Beginning with the line where "Q: Pick out each instance of the street" appears, retype every remaining line of the data below, both the first and last included.

--

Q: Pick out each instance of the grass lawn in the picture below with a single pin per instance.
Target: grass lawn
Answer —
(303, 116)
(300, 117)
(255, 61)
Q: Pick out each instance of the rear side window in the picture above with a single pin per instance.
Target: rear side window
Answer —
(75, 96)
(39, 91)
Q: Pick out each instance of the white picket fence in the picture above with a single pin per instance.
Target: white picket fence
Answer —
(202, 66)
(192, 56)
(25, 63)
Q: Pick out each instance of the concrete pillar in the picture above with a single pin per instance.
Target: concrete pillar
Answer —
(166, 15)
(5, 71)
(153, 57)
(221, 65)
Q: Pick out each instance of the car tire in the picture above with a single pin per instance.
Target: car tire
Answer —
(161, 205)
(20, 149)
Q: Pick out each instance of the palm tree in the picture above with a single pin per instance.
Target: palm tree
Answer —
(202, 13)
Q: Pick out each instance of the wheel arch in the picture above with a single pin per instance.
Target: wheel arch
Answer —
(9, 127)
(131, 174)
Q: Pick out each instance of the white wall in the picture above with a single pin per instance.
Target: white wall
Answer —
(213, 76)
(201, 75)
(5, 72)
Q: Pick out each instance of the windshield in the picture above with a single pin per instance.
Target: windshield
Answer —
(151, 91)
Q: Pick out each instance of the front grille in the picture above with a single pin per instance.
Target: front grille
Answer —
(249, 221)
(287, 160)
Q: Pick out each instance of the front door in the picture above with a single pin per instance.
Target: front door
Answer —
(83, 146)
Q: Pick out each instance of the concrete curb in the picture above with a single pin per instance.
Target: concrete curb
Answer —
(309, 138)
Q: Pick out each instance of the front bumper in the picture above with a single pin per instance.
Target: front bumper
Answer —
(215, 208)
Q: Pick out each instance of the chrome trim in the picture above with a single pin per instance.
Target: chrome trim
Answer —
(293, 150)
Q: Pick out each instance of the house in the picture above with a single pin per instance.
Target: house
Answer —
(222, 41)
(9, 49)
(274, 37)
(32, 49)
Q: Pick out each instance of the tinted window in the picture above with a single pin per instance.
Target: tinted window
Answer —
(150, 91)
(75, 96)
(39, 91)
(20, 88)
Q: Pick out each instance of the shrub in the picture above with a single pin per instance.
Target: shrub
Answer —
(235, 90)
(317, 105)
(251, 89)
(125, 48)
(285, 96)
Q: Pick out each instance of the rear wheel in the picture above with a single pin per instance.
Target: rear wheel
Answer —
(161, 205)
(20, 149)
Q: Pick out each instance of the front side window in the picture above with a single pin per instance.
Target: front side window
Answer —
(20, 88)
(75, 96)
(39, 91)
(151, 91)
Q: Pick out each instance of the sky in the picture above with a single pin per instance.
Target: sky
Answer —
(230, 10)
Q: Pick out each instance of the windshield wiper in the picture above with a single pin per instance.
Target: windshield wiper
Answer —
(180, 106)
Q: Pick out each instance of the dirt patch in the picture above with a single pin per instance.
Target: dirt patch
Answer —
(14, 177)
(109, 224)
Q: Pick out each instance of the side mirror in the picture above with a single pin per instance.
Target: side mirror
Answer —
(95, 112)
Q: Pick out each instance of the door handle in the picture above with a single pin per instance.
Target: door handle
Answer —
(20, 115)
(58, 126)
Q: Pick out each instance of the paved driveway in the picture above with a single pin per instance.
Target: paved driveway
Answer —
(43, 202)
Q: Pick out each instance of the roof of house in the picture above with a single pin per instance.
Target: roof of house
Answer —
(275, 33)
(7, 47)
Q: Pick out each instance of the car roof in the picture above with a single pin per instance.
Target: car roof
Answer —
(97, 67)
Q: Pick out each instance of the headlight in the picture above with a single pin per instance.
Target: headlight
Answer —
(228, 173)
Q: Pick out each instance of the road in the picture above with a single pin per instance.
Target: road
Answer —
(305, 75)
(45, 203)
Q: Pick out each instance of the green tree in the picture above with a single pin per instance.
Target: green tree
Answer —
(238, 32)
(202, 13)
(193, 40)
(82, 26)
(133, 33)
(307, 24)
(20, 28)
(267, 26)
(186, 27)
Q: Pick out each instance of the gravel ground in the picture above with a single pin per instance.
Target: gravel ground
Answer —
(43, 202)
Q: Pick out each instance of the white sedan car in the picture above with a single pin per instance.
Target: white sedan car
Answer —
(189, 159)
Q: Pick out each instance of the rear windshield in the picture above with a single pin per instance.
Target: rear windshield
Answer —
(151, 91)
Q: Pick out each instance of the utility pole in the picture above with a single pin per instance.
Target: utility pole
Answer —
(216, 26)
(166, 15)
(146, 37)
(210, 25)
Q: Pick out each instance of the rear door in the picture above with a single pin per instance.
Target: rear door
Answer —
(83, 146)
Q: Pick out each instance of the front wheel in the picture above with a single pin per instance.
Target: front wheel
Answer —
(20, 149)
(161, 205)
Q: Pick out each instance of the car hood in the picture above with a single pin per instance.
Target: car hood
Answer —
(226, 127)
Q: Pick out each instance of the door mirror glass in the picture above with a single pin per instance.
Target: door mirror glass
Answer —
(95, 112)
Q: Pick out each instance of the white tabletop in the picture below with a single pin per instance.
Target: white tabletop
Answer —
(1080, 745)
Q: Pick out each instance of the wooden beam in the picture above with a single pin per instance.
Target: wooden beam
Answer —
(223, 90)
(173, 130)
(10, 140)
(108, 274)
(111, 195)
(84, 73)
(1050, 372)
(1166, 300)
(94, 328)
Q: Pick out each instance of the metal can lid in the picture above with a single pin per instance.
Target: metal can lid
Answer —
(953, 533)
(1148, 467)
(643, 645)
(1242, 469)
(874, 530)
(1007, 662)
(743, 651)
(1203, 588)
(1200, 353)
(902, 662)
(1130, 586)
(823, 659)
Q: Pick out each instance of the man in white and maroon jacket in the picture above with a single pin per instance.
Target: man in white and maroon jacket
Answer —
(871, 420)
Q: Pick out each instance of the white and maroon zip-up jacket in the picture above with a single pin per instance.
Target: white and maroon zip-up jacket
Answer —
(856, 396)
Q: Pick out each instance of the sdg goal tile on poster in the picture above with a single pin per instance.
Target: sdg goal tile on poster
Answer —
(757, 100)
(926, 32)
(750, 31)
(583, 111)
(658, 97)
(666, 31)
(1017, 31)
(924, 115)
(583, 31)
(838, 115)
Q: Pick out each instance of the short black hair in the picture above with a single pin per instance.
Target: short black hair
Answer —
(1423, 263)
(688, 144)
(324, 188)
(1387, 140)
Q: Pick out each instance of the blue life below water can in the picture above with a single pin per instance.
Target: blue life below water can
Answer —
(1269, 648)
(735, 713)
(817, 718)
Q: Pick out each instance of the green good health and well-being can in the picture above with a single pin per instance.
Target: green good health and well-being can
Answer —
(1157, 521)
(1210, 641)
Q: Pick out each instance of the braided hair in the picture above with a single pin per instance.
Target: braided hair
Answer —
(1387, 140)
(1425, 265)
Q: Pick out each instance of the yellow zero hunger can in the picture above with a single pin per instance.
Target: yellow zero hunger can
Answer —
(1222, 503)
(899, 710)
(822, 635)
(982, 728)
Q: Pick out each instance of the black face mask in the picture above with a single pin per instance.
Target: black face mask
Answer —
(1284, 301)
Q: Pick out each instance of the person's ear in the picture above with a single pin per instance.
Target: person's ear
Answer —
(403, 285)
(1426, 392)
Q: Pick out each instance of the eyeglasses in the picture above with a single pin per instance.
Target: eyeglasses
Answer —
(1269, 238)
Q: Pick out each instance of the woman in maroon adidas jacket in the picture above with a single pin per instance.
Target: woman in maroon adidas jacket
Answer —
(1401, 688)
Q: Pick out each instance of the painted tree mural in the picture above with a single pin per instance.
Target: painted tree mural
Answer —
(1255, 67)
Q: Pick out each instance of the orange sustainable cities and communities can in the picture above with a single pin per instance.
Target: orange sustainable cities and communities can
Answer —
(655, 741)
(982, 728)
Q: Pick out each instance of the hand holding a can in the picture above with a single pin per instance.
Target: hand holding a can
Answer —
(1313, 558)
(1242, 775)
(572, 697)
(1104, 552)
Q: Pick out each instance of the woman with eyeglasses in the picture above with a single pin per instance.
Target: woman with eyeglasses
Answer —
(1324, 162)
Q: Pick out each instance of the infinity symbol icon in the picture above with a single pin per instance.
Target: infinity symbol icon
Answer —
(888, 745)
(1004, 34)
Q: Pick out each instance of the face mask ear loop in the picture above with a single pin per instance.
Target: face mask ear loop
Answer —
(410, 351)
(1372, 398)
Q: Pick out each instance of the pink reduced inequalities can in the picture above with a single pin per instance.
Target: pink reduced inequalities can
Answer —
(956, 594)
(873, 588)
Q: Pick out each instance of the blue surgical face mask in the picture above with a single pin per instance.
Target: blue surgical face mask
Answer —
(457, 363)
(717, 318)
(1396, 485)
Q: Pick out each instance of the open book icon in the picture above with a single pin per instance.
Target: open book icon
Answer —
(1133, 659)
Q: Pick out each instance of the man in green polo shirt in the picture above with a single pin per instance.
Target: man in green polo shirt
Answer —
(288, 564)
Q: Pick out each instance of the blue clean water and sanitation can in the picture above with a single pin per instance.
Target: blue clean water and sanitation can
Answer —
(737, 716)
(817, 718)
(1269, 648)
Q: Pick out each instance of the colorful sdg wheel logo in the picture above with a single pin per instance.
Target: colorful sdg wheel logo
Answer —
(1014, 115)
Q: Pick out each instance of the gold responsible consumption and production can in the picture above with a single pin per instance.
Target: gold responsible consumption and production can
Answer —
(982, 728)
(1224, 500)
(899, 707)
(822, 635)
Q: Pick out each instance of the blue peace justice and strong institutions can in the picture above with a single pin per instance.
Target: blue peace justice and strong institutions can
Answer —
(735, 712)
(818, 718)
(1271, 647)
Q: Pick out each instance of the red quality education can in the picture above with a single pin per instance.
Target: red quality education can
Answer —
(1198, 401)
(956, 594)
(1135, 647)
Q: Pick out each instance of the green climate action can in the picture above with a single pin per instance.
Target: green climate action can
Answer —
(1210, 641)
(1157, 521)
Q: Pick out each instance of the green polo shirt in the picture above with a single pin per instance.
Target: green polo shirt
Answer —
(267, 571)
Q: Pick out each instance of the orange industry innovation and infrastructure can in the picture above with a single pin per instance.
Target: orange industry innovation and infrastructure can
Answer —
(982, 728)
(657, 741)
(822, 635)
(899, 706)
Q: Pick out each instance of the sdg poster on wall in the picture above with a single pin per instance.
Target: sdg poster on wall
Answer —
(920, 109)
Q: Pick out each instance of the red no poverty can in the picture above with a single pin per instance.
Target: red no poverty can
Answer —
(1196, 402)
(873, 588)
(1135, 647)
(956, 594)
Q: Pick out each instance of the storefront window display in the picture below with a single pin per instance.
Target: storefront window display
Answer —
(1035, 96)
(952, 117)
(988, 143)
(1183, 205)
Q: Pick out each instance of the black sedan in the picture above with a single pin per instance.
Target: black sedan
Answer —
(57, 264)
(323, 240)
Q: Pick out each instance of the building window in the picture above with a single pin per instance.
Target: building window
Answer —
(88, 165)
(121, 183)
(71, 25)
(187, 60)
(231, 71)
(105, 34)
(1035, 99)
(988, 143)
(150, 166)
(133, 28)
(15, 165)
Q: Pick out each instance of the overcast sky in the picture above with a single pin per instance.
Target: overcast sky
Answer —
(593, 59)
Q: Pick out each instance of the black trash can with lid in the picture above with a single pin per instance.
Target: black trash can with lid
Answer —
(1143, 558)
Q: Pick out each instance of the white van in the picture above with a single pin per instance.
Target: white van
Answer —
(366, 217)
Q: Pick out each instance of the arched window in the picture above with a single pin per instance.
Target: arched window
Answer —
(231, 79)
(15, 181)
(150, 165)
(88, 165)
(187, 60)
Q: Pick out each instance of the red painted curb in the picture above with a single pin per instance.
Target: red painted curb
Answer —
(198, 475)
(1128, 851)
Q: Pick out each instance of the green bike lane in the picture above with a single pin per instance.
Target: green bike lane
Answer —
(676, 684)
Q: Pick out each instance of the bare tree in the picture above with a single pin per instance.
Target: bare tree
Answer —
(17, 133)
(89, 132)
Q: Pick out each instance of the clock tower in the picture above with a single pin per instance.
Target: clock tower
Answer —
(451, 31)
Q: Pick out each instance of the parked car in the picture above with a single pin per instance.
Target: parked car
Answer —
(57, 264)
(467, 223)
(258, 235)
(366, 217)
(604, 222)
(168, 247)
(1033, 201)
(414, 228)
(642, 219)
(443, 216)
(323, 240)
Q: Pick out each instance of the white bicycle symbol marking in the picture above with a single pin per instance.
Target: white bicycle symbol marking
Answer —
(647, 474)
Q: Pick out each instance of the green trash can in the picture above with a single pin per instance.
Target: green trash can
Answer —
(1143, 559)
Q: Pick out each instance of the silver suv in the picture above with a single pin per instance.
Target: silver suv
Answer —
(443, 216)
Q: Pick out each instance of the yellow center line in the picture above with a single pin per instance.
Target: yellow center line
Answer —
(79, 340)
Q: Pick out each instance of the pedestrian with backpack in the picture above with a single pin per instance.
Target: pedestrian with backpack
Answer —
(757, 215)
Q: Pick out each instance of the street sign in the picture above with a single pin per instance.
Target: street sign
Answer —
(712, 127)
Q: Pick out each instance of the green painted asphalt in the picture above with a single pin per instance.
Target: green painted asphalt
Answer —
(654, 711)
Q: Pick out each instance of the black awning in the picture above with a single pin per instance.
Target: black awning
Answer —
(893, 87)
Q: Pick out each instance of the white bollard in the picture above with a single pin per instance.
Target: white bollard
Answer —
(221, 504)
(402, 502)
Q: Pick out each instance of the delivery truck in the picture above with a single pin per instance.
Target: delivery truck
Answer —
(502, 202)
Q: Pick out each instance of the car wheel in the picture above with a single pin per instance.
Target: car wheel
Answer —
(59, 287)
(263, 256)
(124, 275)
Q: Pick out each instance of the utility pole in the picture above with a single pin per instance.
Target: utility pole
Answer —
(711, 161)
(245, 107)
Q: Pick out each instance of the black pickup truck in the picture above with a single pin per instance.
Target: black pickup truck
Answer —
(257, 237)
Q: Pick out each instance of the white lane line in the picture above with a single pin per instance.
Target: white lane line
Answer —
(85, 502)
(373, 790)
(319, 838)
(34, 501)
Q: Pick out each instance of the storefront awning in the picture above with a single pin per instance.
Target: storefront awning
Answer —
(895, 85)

--

● **IN RESPONSE**
Q: Pick out each instance of the street sign in the picture above with a single pin per instance.
Target: street sign
Answer —
(712, 127)
Q: Pick out each instance of the green painted asphalt in the picture above with a single pin per instance.
Target: green painted asphalt
Answer —
(654, 711)
Q: Pick out each instance of the black awning in the picture above with a single pin per instance.
Target: black awning
Answer —
(893, 87)
Q: Pick out each instance of the white bollard in the picture above with a single pin per instance.
Target: white bollard
Answer —
(221, 504)
(402, 502)
Q: Pick out each instance of the delivery truck in the picture above with a single pin per instance.
Target: delivery truck
Answer —
(502, 202)
Q: Pick out each instance of the car wheel in the picture above with a single pin per instance.
Target: car wheel
Answer —
(59, 287)
(263, 256)
(124, 275)
Q: Pick out each instance of the utility pole in the picture above with a single pin per instance.
Target: utility pole
Answer —
(711, 161)
(245, 107)
Q: Pick out each instance of the black pickup truck in the picture above with a single pin per instance.
Target: black pickup truck
Answer —
(257, 237)
Q: Pick out each instance of the white lane line in the picture above with a single pin per instance.
Target: white lane line
Answer —
(85, 502)
(373, 790)
(319, 838)
(34, 501)
Q: Pick out each instance of the storefront awning in the picture above with a single pin per instance.
Target: storefront awning
Answer —
(895, 85)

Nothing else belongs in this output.